== READING TEXT
Chancellor of Austria
- Incumbent
- Assumed office 3 March 2025
- President: Alexander Van der Bellen
- Vice-Chancellor: Andreas Babler
- Preceded by: Karl Nehammer;

Chair of the People's Party
- Incumbent
- Assumed office 5 January 2025
- Preceded by: Karl Nehammer

Member of the National Council
- In office 12 June 2019 – 6 March 2025
- Preceded by: Johann Rädler
- Constituency: Lower Austria South

Secretary-General of the People's Party
- In office 23 September 2022 – 5 January 2025
- Leader: Karl Nehammer
- Preceded by: Laura Sachslehner
- Succeeded by: Alexander Pröll

Personal details
- Born: 20 March 1960 (age 66) Wiener Neustadt, Austria
- Party: ÖVP
- Spouse: Gerda Legenstein
- Children: 2
- Parent: Franz Stocker (father);
- Alma mater: University of Vienna

= Christian Stocker =

Chancellor of Austria since 2025

Christian Stocker (Note: /de/) (born 20 March 1960) is an Austrian politician who has served as chancellor of Austria since March 2025. A member of the People's Party (ÖVP), he has been a member of the National Council since 2019 and Chair of the People's Party since 5 January 2025. He had previously served as general secretary of the party from September 2022 to January 2025. On 5 January 2025, he was elected new acting party leader of the People's Party, following the resignation of Chancellor Karl Nehammer.
====
== INFORMATION PROVIDED
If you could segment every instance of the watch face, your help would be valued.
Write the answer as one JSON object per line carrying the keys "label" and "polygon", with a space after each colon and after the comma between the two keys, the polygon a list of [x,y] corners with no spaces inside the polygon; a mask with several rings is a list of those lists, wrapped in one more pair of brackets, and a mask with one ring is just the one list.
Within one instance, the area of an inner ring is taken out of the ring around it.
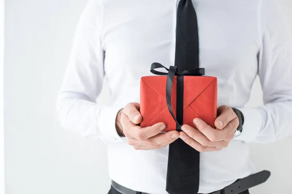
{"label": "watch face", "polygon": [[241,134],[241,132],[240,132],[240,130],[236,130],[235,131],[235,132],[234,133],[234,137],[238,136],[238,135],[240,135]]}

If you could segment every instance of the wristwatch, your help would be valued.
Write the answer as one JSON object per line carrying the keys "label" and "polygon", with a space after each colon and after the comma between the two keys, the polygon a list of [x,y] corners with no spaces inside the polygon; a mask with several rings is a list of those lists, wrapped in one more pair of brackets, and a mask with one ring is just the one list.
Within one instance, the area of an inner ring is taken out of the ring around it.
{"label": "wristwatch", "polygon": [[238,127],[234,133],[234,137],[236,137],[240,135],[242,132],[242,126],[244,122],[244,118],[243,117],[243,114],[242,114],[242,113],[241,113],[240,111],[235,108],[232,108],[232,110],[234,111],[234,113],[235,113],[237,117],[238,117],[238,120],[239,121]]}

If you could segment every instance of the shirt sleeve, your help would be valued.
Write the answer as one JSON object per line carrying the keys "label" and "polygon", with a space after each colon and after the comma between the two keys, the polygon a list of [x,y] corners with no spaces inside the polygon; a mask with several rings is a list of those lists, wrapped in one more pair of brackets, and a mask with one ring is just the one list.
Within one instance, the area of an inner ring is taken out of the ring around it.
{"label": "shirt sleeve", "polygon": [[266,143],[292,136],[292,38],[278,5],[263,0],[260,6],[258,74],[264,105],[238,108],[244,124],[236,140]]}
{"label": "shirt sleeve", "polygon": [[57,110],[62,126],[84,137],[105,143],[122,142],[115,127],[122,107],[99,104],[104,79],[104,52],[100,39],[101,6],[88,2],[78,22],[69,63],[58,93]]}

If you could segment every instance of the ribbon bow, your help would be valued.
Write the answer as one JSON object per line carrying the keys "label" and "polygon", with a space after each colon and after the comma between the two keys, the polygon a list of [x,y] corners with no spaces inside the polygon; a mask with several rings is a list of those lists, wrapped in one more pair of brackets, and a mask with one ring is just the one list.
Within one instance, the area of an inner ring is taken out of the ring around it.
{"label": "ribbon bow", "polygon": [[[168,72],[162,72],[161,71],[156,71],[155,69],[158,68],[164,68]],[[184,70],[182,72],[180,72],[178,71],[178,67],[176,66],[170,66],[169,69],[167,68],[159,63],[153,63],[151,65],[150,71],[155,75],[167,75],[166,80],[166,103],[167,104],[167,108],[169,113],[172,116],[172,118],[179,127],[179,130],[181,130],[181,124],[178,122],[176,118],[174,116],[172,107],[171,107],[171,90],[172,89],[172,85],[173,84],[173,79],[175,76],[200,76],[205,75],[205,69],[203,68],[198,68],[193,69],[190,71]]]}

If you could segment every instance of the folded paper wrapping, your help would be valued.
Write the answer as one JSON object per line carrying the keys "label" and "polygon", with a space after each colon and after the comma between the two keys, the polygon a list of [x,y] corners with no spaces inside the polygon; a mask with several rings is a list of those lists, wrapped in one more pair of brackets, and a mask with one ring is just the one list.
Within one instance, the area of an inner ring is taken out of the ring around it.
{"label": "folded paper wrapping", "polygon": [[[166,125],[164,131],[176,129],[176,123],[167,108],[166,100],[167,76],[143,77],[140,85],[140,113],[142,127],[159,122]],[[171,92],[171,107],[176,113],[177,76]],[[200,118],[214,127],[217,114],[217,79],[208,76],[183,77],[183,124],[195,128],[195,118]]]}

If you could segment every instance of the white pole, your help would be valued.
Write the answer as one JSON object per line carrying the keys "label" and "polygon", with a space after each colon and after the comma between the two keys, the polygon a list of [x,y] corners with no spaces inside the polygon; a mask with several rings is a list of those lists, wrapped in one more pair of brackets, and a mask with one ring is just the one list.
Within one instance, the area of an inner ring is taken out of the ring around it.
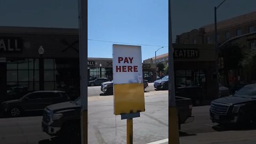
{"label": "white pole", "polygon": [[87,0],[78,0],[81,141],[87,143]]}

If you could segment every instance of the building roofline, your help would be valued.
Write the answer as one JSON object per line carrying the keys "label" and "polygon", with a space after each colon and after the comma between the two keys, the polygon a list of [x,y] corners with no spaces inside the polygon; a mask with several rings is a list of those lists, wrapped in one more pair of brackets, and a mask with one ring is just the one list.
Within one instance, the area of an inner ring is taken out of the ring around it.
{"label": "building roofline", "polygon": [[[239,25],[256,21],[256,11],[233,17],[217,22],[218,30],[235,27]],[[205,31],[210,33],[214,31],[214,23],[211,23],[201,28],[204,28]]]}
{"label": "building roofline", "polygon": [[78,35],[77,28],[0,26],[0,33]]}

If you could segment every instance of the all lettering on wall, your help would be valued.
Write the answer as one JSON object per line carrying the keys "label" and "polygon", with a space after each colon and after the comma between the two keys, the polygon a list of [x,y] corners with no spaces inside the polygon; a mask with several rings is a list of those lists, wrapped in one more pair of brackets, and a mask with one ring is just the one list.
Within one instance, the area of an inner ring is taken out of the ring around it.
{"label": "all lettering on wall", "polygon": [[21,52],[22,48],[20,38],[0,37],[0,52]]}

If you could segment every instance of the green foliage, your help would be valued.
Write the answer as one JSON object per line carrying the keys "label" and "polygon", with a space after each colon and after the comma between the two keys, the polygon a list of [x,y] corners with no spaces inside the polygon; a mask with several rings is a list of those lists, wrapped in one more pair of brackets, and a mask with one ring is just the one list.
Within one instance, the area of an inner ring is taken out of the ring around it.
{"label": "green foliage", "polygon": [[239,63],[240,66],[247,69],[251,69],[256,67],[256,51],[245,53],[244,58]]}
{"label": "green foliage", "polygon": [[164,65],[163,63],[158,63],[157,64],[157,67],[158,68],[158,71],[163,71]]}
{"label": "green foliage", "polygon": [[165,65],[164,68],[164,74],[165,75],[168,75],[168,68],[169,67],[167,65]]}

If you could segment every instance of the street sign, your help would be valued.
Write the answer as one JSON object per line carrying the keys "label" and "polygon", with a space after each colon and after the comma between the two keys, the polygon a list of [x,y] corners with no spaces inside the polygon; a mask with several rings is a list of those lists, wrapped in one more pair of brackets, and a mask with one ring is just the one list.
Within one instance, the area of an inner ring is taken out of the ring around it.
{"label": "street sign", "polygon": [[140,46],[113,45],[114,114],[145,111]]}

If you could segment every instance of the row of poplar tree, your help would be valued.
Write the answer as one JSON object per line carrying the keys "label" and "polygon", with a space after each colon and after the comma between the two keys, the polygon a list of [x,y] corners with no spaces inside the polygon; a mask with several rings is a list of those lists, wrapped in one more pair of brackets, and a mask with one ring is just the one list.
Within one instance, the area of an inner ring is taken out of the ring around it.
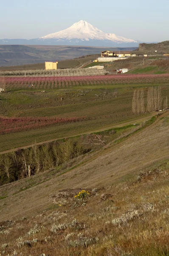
====
■ CHECK YOUR UNDERSTANDING
1: Translate this sentence from the text about Christian Stocker into German: "He had previously served as general secretary of the party from September 2022 to January 2025."
2: Rewrite the passage of the text about Christian Stocker from "Christian Stocker (Note: /de/)" up to and including "Chancellor Karl Nehammer.", substituting "statesman" for "politician".

■ EXPECTED RESULTS
1: Zuvor war er von September 2022 bis Januar 2025 Generalsekretär der Partei gewesen.

2:
Christian Stocker (Note: /de/) (born 20 March 1960) is an Austrian statesman who has served as chancellor of Austria since March 2025. A member of the People's Party (ÖVP), he has been a member of the National Council since 2019 and Chair of the People's Party since 5 January 2025. He had previously served as general secretary of the party from September 2022 to January 2025. On 5 January 2025, he was elected new acting party leader of the People's Party, following the resignation of Chancellor Karl Nehammer.